◆ **Your objective**
An exact copy of the data is needed, one that excludes all pictures.

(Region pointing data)
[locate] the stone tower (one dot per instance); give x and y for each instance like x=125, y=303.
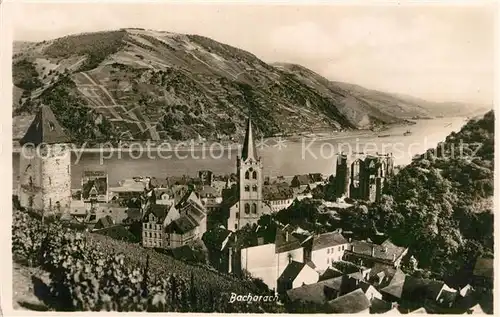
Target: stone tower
x=45, y=165
x=249, y=171
x=342, y=175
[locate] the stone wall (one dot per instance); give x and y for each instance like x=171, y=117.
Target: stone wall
x=50, y=172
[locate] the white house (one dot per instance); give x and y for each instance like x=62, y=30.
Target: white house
x=327, y=248
x=297, y=274
x=269, y=261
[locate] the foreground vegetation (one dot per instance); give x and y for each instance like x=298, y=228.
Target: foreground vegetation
x=95, y=273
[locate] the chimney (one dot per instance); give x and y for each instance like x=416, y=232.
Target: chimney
x=260, y=240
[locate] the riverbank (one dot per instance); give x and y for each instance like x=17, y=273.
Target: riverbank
x=191, y=145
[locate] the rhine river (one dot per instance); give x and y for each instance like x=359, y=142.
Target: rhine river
x=287, y=158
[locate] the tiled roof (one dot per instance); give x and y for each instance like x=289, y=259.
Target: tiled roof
x=327, y=240
x=379, y=306
x=208, y=191
x=386, y=251
x=105, y=222
x=319, y=292
x=216, y=237
x=277, y=192
x=293, y=243
x=330, y=273
x=45, y=129
x=483, y=267
x=316, y=177
x=351, y=303
x=421, y=310
x=413, y=288
x=291, y=271
x=304, y=179
x=99, y=184
x=182, y=225
x=160, y=211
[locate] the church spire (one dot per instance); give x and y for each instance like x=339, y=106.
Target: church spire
x=249, y=150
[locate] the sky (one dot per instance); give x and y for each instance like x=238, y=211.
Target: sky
x=439, y=53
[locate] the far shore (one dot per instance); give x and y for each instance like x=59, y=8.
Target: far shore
x=191, y=145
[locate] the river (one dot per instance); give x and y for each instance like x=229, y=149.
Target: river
x=279, y=158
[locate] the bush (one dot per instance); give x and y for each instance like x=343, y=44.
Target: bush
x=87, y=275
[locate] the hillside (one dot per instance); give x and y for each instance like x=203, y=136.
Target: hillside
x=441, y=205
x=143, y=84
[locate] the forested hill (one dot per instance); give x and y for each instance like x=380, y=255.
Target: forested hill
x=146, y=84
x=441, y=205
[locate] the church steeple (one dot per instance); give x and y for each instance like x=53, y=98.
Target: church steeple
x=249, y=150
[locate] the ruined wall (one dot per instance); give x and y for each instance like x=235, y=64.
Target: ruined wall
x=45, y=177
x=56, y=178
x=30, y=180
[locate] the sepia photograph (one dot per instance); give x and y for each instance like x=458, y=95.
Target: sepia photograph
x=223, y=157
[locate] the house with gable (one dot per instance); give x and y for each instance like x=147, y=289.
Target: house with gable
x=268, y=261
x=354, y=302
x=155, y=220
x=297, y=274
x=369, y=254
x=327, y=248
x=191, y=223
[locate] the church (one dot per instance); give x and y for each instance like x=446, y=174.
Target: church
x=247, y=206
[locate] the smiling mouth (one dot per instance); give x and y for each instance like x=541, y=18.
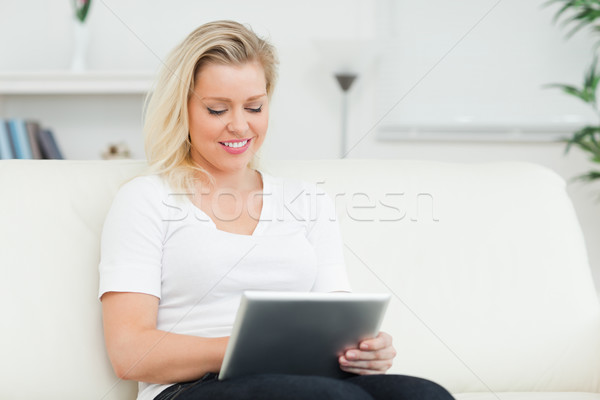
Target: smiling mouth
x=235, y=144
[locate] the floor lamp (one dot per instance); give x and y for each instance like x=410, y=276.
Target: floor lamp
x=345, y=80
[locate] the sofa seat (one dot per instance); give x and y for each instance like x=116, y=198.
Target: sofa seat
x=492, y=294
x=528, y=396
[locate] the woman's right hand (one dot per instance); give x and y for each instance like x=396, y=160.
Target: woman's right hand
x=138, y=351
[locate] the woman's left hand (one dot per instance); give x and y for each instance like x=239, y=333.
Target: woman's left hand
x=373, y=356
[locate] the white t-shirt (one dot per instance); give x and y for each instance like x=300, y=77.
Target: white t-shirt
x=156, y=241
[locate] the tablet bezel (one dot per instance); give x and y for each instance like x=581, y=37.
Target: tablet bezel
x=336, y=321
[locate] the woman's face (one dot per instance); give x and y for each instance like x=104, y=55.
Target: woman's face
x=228, y=116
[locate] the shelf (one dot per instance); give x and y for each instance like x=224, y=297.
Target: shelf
x=547, y=132
x=68, y=83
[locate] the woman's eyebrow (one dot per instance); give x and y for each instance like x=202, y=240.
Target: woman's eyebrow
x=225, y=99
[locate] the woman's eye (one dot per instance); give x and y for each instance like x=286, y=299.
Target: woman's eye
x=215, y=112
x=259, y=109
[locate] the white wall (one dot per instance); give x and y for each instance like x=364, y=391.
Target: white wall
x=136, y=35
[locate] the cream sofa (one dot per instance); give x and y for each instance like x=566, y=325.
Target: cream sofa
x=492, y=293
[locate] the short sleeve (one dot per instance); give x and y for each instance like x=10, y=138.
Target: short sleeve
x=324, y=235
x=132, y=240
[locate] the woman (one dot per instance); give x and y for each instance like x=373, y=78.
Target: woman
x=181, y=243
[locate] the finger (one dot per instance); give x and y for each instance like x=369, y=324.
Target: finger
x=365, y=367
x=383, y=354
x=382, y=340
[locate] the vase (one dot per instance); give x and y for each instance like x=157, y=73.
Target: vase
x=80, y=46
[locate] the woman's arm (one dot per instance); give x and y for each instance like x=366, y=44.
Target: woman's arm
x=138, y=351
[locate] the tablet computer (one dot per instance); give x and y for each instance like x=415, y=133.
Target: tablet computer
x=299, y=333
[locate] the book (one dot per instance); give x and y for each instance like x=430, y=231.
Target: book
x=6, y=150
x=48, y=146
x=33, y=131
x=18, y=132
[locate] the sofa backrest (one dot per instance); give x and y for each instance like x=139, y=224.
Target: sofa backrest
x=486, y=263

◆ **The completed task**
[locate] the stone tower (one dot per instance); give x and y for each instance like x=125, y=303.
Target: stone tower
x=45, y=165
x=249, y=171
x=342, y=175
[locate] the stone wall (one dot per instance); give x and y for each instance like x=171, y=117.
Target: stone wall
x=50, y=172
[locate] the white house (one dot per instance); give x and y for each instance like x=62, y=30.
Target: white house
x=327, y=248
x=297, y=274
x=269, y=261
[locate] the foreground vegetation (one dot per instance); give x and y for each instance like x=298, y=228.
Target: foreground vegetation
x=95, y=273
[locate] the chimney (one dot per instance); give x and y for each instance like x=416, y=232.
Target: chimney
x=260, y=240
[locate] the riverbank (one dot per instance); give x and y for each instance like x=17, y=273.
Target: riverbank
x=191, y=145
[locate] the rhine river (one dot per instance); give x and y for each instance like x=359, y=142.
Target: rhine river
x=287, y=158
[locate] the tiled roof (one dot per instance); give x and y for each instance like x=289, y=259.
Target: tiled roof
x=327, y=240
x=379, y=306
x=208, y=191
x=386, y=251
x=105, y=222
x=319, y=292
x=216, y=237
x=277, y=192
x=293, y=243
x=330, y=273
x=45, y=129
x=483, y=267
x=316, y=177
x=351, y=303
x=421, y=310
x=413, y=288
x=291, y=271
x=304, y=179
x=99, y=184
x=182, y=225
x=160, y=211
[locate] the church spire (one dot per instance); give x and y for each instance like x=339, y=106.
Target: church spire
x=249, y=150
[locate] the sky (one dot per instance); give x and y for each instance like x=238, y=211.
Target: sky
x=439, y=53
[locate] the far shore (one dot per instance); give x and y for each instance like x=59, y=8.
Target: far shore
x=191, y=145
[locate] the river (one dot per instance); give x and y for each instance like x=229, y=149.
Target: river
x=279, y=158
[locate] the bush (one dot per instance); give x and y for each instance like x=343, y=44.
Target: bush
x=87, y=275
[locate] the hillside (one dot per instance); give x and y for each instance like x=203, y=136.
Target: hillside
x=441, y=205
x=143, y=84
[locate] the forested hill (one dot per instance); give x and y for each instance like x=380, y=255.
Target: forested hill
x=146, y=84
x=441, y=205
[locate] the church steeple (one dot per instance); give x and y for each instance like x=53, y=98.
Target: church steeple
x=249, y=150
[locate] the ruined wall (one dot per instance); give x and y for each instance like x=235, y=64.
Target: ruined wall
x=45, y=177
x=56, y=178
x=30, y=180
[locate] the sepia photograph (one dot per instance); give x and y for each instance like x=458, y=95.
Target: sepia photograph
x=223, y=157
[locate] the house with gable (one dot per instance); give x and y for each instance like x=147, y=289.
Target: house with gable
x=268, y=261
x=354, y=302
x=155, y=220
x=297, y=274
x=369, y=254
x=327, y=248
x=191, y=223
[locate] the church (one dot per instance); give x and y for each instance like x=446, y=174.
Target: church
x=247, y=206
[locate] the smiling mouth (one dot per instance); give x and y for each instance like x=541, y=18.
Target: smiling mouth
x=235, y=144
[locate] the floor lamp (one dot per instance); give x and y for each instance like x=410, y=276.
Target: floor lamp
x=345, y=80
[locate] the sofa seat (one dot per instance); give x and y for each instance like x=116, y=198.
Target: sofa seat
x=492, y=294
x=528, y=396
[locate] the woman's right hand (one dot per instance); give x and y for each instance like x=396, y=160.
Target: woman's right hand
x=138, y=351
[locate] the woman's left hand (one dot per instance); give x and y for each instance like x=239, y=333.
Target: woman's left hand
x=373, y=356
[locate] the white t-shirt (one dot per instance); give x and y for each instance like x=300, y=77.
Target: white t-shirt
x=156, y=241
[locate] the tablet bezel (one dot per instance); give x and y for each instance like x=581, y=37.
Target: tablet bezel
x=336, y=321
[locate] the woman's face (one dot per instance); give x and y for each instance like x=104, y=55.
Target: woman's face
x=228, y=116
[locate] the shelf (one dot per instance); give x and y for each instance like x=224, y=297.
Target: shelf
x=547, y=132
x=68, y=83
[locate] the woman's eyebrow (one dot per instance); give x and y for each instance like x=202, y=240.
Target: woman's eyebrow
x=225, y=99
[locate] the woman's eye (one dot per instance); give x and y for each instance like x=286, y=299.
Target: woman's eye
x=215, y=112
x=259, y=109
[locate] the white wall (one dot per instance); give x and y for each instance like x=364, y=391.
Target: white wall
x=136, y=35
[locate] the cream sofa (one dot per instance); give x and y for each instance like x=566, y=325.
Target: cream sofa
x=492, y=293
[locate] the short sleeve (one dot per instance); give x and y for each instance like x=10, y=138.
Target: short sleeve
x=324, y=235
x=132, y=240
[locate] the woman (one dot per instance); give x and y for each instance like x=373, y=78.
Target: woman
x=181, y=243
[locate] the finger (one dot per instance); give x and y for each instance like x=369, y=324.
Target: finger
x=365, y=367
x=383, y=354
x=382, y=340
[locate] the vase (one dot per instance); give x and y for each instance like x=157, y=73.
Target: vase
x=80, y=46
[locate] the woman's arm (one dot per instance); give x and y for each instance like x=366, y=44.
Target: woman's arm
x=138, y=351
[locate] the tablet computer (one dot per instance); give x and y for each instance like x=415, y=133.
Target: tablet computer
x=299, y=333
[locate] the book (one dot per instance); give x and y for each instance like x=430, y=231.
Target: book
x=6, y=150
x=48, y=146
x=33, y=131
x=18, y=132
[locate] the sofa backrest (one dot per instance); give x and y for each instance like x=139, y=224.
Target: sofa backrest
x=486, y=263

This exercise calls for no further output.